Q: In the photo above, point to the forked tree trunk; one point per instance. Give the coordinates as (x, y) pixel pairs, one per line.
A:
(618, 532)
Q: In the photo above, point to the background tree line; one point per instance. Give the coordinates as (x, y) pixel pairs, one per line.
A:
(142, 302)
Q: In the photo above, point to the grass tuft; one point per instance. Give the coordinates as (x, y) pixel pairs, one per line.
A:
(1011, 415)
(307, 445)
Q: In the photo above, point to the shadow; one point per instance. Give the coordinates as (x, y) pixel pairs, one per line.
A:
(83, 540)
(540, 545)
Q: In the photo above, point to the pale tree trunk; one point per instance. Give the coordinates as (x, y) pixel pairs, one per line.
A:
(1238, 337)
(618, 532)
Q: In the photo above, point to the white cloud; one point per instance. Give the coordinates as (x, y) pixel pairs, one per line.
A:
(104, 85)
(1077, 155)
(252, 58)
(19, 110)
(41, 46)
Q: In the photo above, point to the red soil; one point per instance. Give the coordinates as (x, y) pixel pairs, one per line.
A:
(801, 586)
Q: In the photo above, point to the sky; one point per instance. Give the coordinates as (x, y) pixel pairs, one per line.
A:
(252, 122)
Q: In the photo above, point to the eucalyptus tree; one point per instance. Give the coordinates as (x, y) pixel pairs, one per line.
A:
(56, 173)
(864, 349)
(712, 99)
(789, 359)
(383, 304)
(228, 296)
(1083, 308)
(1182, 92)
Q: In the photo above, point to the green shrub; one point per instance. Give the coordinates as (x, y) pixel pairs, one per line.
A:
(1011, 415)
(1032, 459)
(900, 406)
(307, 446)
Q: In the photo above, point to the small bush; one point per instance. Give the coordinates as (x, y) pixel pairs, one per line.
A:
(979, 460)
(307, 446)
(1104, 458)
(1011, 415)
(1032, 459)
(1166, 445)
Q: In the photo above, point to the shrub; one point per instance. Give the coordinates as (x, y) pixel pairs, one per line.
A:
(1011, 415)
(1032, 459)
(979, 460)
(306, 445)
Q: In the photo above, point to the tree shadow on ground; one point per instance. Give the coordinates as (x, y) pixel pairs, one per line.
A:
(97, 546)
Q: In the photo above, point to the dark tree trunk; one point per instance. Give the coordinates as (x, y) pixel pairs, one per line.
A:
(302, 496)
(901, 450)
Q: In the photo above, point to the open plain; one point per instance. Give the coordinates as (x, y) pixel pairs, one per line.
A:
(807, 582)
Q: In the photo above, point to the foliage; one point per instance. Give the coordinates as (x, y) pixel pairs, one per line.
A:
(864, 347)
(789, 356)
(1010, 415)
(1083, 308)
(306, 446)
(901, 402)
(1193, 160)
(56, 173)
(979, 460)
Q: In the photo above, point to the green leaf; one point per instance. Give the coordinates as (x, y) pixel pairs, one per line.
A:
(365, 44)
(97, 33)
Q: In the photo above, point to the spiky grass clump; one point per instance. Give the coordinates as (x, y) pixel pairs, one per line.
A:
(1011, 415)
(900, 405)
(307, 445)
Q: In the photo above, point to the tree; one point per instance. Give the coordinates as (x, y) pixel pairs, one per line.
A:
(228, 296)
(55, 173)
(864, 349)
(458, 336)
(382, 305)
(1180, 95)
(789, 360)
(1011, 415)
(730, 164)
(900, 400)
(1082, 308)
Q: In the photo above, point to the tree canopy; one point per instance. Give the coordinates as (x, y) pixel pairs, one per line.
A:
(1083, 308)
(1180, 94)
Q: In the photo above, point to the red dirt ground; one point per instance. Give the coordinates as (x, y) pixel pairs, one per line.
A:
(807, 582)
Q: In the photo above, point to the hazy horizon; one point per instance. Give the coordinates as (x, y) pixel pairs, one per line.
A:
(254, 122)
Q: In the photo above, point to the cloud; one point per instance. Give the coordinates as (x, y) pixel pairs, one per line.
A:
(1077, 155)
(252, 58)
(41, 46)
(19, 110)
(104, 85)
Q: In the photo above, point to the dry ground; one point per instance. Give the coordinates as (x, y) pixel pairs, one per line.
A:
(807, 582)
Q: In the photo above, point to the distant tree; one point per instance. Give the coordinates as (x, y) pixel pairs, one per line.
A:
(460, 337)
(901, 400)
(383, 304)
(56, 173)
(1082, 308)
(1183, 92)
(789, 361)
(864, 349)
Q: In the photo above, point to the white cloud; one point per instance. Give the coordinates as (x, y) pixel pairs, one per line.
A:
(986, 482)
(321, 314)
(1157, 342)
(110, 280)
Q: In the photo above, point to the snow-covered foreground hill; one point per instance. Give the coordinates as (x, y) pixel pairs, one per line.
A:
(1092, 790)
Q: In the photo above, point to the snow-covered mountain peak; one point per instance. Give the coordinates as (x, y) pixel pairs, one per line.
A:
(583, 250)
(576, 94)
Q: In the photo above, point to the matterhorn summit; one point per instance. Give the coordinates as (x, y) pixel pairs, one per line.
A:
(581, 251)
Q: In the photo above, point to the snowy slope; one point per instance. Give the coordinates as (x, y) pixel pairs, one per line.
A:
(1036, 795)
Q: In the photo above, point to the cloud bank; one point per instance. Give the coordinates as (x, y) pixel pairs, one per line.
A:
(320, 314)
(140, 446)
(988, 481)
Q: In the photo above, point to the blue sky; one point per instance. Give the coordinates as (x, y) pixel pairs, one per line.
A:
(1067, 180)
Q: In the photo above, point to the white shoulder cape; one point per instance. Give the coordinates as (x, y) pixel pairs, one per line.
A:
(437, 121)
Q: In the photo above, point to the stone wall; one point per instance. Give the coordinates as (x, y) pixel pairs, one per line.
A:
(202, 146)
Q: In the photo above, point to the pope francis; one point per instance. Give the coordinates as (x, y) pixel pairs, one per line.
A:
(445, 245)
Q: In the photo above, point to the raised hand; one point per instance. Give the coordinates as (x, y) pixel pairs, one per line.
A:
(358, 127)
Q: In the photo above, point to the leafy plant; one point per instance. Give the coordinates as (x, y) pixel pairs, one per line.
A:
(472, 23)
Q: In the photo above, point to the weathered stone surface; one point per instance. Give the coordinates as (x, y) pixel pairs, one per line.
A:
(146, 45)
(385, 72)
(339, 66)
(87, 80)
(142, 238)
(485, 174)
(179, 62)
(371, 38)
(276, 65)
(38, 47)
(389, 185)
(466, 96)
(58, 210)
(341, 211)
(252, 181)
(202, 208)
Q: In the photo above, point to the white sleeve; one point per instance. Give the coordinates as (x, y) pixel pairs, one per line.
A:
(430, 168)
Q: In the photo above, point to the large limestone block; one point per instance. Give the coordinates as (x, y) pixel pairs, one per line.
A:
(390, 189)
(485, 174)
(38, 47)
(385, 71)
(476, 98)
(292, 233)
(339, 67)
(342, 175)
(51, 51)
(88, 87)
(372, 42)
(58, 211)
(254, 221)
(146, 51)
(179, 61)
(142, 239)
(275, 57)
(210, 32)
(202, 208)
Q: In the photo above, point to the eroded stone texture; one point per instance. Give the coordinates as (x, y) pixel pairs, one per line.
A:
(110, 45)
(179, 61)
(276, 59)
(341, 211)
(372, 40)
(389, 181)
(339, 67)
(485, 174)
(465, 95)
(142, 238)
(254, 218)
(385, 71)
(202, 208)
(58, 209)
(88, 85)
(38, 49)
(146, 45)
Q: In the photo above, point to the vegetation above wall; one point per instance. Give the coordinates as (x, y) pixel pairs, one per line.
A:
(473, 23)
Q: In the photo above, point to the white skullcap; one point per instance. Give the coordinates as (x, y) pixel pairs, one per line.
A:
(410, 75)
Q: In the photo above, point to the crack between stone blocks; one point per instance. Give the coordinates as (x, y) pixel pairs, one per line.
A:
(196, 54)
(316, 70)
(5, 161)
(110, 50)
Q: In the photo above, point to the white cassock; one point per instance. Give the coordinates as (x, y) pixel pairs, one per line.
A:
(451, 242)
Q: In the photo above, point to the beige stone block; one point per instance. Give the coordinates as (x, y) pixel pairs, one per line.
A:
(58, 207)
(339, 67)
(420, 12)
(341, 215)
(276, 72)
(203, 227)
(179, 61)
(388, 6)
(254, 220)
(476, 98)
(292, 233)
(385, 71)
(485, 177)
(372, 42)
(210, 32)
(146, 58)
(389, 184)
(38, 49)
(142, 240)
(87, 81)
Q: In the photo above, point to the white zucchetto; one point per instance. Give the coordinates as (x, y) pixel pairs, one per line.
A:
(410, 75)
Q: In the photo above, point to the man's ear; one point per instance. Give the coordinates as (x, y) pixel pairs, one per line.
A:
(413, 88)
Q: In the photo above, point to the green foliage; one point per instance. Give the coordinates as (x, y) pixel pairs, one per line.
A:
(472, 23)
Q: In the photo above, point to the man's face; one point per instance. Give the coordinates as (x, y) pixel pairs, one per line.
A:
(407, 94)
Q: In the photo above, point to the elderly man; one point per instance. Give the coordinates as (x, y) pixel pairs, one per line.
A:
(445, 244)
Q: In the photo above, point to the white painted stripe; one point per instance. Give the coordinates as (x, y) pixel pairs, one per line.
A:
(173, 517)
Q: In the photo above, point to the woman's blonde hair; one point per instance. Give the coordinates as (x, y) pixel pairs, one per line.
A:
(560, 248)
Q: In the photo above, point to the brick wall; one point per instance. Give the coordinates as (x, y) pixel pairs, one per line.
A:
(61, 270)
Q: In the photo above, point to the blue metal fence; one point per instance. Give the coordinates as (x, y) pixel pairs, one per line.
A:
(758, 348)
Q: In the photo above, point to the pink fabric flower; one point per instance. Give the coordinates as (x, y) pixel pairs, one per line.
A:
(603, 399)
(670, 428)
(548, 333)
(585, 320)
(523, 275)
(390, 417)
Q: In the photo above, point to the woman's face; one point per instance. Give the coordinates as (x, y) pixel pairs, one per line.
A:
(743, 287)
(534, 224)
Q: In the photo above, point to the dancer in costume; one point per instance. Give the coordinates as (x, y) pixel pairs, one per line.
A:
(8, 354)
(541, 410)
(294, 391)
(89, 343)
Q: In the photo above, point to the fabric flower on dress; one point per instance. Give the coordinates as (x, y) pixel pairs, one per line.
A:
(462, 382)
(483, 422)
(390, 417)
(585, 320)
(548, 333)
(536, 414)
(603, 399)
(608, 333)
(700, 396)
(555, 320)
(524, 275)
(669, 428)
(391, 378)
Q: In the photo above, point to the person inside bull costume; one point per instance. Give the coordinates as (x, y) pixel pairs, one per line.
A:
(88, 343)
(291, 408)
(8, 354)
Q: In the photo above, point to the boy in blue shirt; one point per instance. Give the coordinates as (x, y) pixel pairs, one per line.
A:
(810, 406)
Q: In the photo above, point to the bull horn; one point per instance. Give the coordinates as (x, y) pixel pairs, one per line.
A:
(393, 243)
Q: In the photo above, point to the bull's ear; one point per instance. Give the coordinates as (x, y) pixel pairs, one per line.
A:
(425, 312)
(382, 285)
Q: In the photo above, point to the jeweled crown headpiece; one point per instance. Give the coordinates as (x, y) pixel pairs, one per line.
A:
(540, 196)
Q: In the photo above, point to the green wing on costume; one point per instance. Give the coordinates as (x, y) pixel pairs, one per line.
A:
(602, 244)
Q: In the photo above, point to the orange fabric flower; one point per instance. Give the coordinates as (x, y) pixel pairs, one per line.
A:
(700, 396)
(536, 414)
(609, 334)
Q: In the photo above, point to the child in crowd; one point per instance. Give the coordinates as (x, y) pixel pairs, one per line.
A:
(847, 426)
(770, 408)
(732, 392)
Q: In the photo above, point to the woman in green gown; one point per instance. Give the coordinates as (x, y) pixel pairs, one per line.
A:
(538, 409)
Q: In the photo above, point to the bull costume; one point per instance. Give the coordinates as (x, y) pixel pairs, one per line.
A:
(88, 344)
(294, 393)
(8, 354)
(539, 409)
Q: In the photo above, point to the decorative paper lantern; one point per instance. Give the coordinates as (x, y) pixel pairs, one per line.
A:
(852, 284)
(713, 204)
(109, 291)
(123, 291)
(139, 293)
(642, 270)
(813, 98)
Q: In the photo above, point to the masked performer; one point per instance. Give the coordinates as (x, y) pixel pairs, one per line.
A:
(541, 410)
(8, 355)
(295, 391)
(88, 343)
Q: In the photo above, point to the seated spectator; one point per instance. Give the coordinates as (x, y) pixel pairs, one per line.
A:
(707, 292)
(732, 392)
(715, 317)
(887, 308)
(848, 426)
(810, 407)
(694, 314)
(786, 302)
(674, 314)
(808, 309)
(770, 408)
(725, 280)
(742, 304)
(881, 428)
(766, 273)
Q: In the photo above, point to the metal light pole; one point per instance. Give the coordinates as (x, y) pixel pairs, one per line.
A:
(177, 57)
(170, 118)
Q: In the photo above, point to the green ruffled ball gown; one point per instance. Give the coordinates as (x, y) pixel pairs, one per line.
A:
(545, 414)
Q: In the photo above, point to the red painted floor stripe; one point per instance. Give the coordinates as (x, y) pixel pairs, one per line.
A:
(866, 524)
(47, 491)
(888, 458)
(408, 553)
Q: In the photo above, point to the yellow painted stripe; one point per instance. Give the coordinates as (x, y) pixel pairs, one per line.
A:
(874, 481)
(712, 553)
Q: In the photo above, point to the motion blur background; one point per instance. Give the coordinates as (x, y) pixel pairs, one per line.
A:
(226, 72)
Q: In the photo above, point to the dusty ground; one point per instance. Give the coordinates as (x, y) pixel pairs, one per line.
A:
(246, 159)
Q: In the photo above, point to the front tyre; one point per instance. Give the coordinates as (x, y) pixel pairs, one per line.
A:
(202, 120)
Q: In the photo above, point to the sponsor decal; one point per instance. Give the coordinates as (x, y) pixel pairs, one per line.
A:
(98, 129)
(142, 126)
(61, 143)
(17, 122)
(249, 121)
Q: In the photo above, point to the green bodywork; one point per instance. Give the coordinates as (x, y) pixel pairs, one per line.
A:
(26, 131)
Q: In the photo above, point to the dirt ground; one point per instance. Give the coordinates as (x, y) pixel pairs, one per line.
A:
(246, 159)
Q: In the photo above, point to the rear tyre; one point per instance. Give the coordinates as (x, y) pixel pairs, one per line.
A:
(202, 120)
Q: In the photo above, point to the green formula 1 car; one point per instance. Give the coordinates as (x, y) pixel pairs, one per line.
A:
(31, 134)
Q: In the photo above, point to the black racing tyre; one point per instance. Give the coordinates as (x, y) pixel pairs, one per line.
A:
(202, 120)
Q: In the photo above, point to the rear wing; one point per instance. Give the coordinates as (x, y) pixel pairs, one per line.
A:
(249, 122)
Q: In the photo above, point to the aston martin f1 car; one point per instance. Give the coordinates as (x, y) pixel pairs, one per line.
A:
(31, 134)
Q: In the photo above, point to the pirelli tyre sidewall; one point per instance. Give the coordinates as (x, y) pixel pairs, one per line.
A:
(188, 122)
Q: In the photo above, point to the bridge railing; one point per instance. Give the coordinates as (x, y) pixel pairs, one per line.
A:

++++++++++

Scan the preceding listing for the string "shadow" and copy every line where it occurs.

Q: In the photo above, point to the shadow; one point per instance. Give the coordinates as (x, y) pixel pairs, one per line.
Q: In the photo above, point to the tree shadow on ground; one point per instance. Give the coordinates as (x, y) pixel pairs, one per line.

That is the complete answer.